▶ _REQUIRED TASK_
Rewrite the records from the line containing "(format x=355, y=226)" through the line containing "x=393, y=219", requests included, and add 15 to every coordinate in the answer points. Leave the numbers in the requests and their format samples unchanged.

▶ _RECORD LIST_
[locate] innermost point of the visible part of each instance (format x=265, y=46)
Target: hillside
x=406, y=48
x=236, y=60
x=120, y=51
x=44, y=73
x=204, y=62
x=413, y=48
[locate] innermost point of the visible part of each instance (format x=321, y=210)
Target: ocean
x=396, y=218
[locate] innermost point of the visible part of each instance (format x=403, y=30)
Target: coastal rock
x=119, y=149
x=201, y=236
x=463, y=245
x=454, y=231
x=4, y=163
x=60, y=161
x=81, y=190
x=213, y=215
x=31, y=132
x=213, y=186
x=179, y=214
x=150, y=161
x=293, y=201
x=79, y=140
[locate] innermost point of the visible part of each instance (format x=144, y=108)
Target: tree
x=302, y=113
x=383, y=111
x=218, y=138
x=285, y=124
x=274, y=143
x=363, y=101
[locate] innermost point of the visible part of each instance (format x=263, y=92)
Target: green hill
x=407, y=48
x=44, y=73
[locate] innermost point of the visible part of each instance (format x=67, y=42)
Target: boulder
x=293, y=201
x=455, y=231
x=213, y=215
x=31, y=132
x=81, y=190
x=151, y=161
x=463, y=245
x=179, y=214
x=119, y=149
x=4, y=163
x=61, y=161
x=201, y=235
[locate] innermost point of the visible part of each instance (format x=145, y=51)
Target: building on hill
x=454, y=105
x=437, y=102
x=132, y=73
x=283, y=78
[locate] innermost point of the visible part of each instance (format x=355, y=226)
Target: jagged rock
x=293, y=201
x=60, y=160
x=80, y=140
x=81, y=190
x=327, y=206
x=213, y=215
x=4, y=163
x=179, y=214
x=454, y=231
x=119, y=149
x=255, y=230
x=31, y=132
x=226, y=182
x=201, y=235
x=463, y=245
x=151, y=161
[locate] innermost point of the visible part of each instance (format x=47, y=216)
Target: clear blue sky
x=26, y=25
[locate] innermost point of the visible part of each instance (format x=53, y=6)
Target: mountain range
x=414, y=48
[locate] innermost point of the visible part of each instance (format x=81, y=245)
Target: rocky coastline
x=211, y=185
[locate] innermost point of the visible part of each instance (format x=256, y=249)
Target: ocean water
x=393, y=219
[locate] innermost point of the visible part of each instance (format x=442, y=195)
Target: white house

---

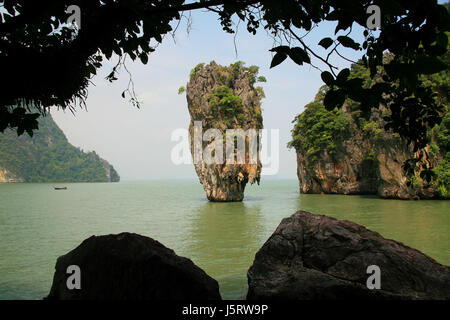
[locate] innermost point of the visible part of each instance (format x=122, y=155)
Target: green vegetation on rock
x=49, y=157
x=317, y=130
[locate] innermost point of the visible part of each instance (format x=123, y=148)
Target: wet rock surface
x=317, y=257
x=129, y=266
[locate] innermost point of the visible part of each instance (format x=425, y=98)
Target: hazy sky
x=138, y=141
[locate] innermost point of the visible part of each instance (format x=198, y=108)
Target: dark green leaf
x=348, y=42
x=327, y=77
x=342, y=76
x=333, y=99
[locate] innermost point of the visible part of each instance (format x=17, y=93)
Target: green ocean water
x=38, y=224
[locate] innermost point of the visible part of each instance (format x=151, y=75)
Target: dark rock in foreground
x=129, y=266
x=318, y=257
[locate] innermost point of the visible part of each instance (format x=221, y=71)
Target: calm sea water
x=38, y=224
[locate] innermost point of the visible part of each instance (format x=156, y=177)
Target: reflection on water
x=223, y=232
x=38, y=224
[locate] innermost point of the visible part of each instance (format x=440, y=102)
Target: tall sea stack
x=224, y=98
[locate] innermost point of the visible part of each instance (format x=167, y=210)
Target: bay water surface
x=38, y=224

▶ _COMPLETED TASK_
[locate] innermost point of the visible part of each instance (format x=355, y=226)
Target: jagged rock
x=308, y=216
x=75, y=175
x=95, y=155
x=96, y=205
x=342, y=221
x=228, y=230
x=19, y=178
x=194, y=229
x=469, y=246
x=134, y=164
x=270, y=245
x=46, y=147
x=241, y=197
x=216, y=250
x=478, y=260
x=166, y=176
[locate] innermost point of the visible part of each instance (format x=47, y=216)
Target: clear blue sky
x=41, y=40
[locate] innermost point of the visible part of each instance (format x=53, y=6)
Target: mountain range
x=429, y=63
[locate] innermost point of the visible part of each instance (format x=81, y=245)
Target: rocky coastline
x=226, y=200
[locate] innermost point of the visible part of each instance (format x=256, y=249)
Target: ocean water
x=408, y=234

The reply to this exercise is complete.